• **Assigned task**
The material must be repeated exactly, with every line intact.

• **Data extract**

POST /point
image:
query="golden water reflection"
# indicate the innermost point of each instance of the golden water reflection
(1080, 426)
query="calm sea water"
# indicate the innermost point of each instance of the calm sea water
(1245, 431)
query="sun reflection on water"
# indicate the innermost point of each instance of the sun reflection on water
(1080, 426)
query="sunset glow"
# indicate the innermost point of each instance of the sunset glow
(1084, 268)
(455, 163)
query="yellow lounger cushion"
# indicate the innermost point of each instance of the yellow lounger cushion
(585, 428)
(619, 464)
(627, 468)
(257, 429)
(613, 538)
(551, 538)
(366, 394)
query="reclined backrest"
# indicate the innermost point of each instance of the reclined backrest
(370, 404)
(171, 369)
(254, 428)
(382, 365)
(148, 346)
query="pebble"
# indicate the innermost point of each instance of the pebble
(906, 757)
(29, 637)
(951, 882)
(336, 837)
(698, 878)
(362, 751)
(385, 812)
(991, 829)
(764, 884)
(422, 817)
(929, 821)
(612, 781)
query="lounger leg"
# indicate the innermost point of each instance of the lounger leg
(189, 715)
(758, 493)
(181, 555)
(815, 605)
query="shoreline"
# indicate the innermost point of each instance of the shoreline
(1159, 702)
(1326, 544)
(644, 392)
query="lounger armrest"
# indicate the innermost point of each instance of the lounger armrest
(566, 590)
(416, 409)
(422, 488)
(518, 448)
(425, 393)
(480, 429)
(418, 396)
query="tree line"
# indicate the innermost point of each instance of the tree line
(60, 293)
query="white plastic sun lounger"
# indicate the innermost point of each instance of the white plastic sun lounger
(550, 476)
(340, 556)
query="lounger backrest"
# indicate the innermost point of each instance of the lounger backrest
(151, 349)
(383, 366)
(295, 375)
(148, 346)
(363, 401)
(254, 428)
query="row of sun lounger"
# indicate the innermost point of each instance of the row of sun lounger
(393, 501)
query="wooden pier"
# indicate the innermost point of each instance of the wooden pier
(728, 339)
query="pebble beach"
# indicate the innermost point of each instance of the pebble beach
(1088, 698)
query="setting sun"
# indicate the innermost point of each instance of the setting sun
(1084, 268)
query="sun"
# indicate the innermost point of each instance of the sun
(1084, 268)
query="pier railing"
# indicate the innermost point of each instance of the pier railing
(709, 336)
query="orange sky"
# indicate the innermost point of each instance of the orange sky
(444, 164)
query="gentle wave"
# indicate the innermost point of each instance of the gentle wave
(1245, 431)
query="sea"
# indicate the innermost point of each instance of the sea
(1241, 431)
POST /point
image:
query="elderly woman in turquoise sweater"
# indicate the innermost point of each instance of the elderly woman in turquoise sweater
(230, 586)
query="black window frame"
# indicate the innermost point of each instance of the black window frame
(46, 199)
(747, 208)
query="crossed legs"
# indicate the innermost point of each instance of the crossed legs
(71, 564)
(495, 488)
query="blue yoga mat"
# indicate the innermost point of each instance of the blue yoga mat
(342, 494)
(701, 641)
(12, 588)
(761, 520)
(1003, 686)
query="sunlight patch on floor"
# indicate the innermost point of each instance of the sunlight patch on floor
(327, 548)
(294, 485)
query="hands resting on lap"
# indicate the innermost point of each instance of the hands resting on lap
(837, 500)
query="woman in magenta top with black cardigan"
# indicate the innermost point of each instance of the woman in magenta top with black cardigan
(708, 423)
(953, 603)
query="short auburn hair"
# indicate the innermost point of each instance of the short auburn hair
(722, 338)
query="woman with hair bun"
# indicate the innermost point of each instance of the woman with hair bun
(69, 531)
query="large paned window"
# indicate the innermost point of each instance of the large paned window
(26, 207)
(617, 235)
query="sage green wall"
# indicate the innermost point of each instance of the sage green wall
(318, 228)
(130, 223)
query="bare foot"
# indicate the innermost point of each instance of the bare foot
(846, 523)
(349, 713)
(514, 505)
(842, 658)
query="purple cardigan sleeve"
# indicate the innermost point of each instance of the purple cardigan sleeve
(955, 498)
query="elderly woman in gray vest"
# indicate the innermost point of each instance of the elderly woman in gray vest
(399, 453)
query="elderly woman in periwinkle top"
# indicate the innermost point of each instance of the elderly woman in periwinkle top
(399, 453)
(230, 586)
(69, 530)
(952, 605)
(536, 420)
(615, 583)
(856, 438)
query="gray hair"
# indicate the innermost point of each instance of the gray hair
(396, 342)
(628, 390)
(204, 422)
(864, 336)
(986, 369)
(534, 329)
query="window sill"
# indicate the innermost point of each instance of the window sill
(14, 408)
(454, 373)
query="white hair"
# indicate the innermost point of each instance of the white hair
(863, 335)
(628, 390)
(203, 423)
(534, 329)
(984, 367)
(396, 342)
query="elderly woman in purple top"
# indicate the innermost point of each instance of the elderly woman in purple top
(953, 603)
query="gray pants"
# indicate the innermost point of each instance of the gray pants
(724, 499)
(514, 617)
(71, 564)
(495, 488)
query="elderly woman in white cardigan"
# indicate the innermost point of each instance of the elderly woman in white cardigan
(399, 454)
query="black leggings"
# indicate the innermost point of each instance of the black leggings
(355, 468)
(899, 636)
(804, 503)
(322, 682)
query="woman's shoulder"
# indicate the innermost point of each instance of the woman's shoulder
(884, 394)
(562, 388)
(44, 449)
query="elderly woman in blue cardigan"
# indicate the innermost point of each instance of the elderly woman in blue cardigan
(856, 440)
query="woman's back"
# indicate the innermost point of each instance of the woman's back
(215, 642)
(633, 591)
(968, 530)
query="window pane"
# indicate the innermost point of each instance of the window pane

• **Exercise output**
POST /point
image:
query="golden water reflection"
# indicate the innermost point of each instance of the golden water reflection
(1080, 426)
query="calm sea water"
# indicate the innermost point of each instance of the calm sea water
(1245, 431)
query="sun reflection on water"
# indicate the innermost point of each instance of the sun reflection on water
(1080, 426)
query="sunset glow"
# indicate the innermost point of each instance of the sunset glow
(1084, 268)
(455, 163)
query="yellow lounger cushion"
# indicate the innermost point of each instance of the yellow lounger cushion
(585, 428)
(619, 464)
(627, 468)
(257, 429)
(613, 538)
(551, 538)
(366, 394)
query="reclined backrest"
# indicate the innermost point of each instance of the reclined backrest
(370, 404)
(171, 369)
(254, 428)
(382, 365)
(148, 346)
query="pebble"
# indicate the innermost point of each instance of the pebble
(906, 757)
(29, 637)
(951, 882)
(336, 837)
(698, 878)
(362, 751)
(385, 812)
(991, 829)
(764, 884)
(422, 817)
(929, 821)
(612, 781)
query="lounger leg"
# indicate the innermost point of each instance of the lounger leg
(189, 715)
(758, 493)
(181, 555)
(815, 605)
query="shoreline"
# indicate the innermost point of each instance of the shoreline
(1159, 702)
(1326, 544)
(644, 392)
query="lounger armrest"
# indicate the innermost point of each instance of the lounger armrest
(566, 590)
(416, 409)
(422, 488)
(518, 448)
(425, 393)
(480, 429)
(418, 396)
query="tree line"
# indicate the innermost point of each instance of the tree line
(60, 293)
query="white plastic sun lounger"
# indicate the innermost point of each instance of the white plastic sun lounger
(550, 476)
(340, 556)
query="lounger backrest"
# indicate the innermost point of each instance of the lounger backrest
(151, 349)
(383, 366)
(295, 375)
(148, 346)
(363, 401)
(254, 428)
query="row of sun lounger"
# indicate the innermost point of each instance of the row of sun lounger
(393, 501)
query="wooden pier"
# indicate the innermost point of each instance of the wooden pier
(728, 339)
query="pebble beach"
# indicate the innermost point of each instance of the pebble beach
(1088, 698)
query="setting sun"
# indicate the innermost point of each instance of the setting sun
(1084, 268)
query="sun"
# indicate the innermost point of each instance of the sun
(1084, 268)
query="pier railing"
# indicate the innermost point of each instance of the pier railing
(709, 336)
query="orange sky"
# indicate the innermost point of each instance of the orange sky
(444, 164)
query="gentle wave"
# indicate the innermost point of each instance of the gentle wave
(1245, 431)
query="sea"
# indicate the innermost point of each instance of the sea
(1241, 431)
POST /point
image:
query="elderly woman in turquoise sweater"
# indicate the innermost point of each instance of the elderly woman in turquoise sweater
(230, 586)
query="black window frame"
# indicate the innermost point of each instance of the black window frame
(46, 199)
(747, 208)
query="crossed legs"
# indicate the innermost point of each instance of the crossed legs
(71, 564)
(495, 488)
query="blue yoga mat"
# indicate the innermost point of each instance of the blue yoga mat
(342, 494)
(701, 641)
(12, 588)
(761, 520)
(1003, 686)
query="sunlight patch on floor"
# indicate the innermost point of each instance of the sunlight patch on floor
(327, 548)
(294, 485)
query="hands resting on lap"
# indicate the innermost point of each instance of the hands resting on lap
(837, 500)
query="woman in magenta top with black cardigan"
# indicate the innermost point of each instance of the woman in magenta top with black cardigan
(708, 423)
(953, 603)
query="short auburn hair"
# indicate the innermost point of each instance of the short auburn hair
(722, 338)
query="woman with hair bun"
# indicate the innermost point of each instance of the woman with hair bun
(69, 531)
query="large paned window"
# indicate the innermost point of each instance of the large paned window
(26, 207)
(617, 235)
query="sage green wall"
# indicate the innermost point of each instance of the sage green wall
(318, 228)
(130, 223)
query="bare foot"
# indicate the innermost point of each instance of the bare foot
(846, 523)
(349, 713)
(514, 505)
(842, 658)
query="purple cardigan sleeve"
# indicate the innermost point of each instance of the purple cardigan sleeve
(955, 498)
query="elderly woman in gray vest"
# indicate the innermost point of each instance of the elderly woman in gray vest
(399, 453)
query="elderly woman in periwinkle top"
# indicate the innermost point of each instance of the elderly woman in periwinkle top
(399, 453)
(230, 586)
(69, 530)
(952, 605)
(536, 420)
(615, 583)
(856, 438)
query="gray hair"
# indicate the innermost point of each instance of the gray hair
(396, 342)
(628, 390)
(204, 422)
(864, 336)
(986, 369)
(534, 329)
query="window sill"
# indicate the innermost point of each instance of the window sill
(14, 408)
(454, 373)
query="white hair"
# indicate the innermost point of each instance of the white hair
(863, 335)
(628, 390)
(203, 423)
(534, 329)
(984, 367)
(396, 342)
query="elderly woman in purple top"
# indicate the innermost point of each instance of the elderly woman in purple top
(953, 603)
query="gray pants"
# indicate the innermost point of each instance of the gray pants
(724, 499)
(514, 617)
(71, 564)
(495, 488)
query="elderly woman in white cardigan"
# indicate the innermost point of each instance of the elderly woman in white cardigan
(399, 454)
query="black leggings"
# indicate the innermost point of each instance of the black leggings
(355, 468)
(899, 636)
(804, 503)
(322, 682)
query="woman's shoulder"
# indicate the innermost point of each instance of the woman's shoulder
(884, 394)
(562, 388)
(44, 449)
query="elderly woman in blue cardigan"
# indicate the innermost point of each instance of the elderly woman in blue cardigan
(856, 440)
query="woman's back"
# indicate the innermost point of each instance of the woman's back
(215, 642)
(633, 591)
(968, 530)
query="window pane"
# indicate the innermost point of each instance of the window pane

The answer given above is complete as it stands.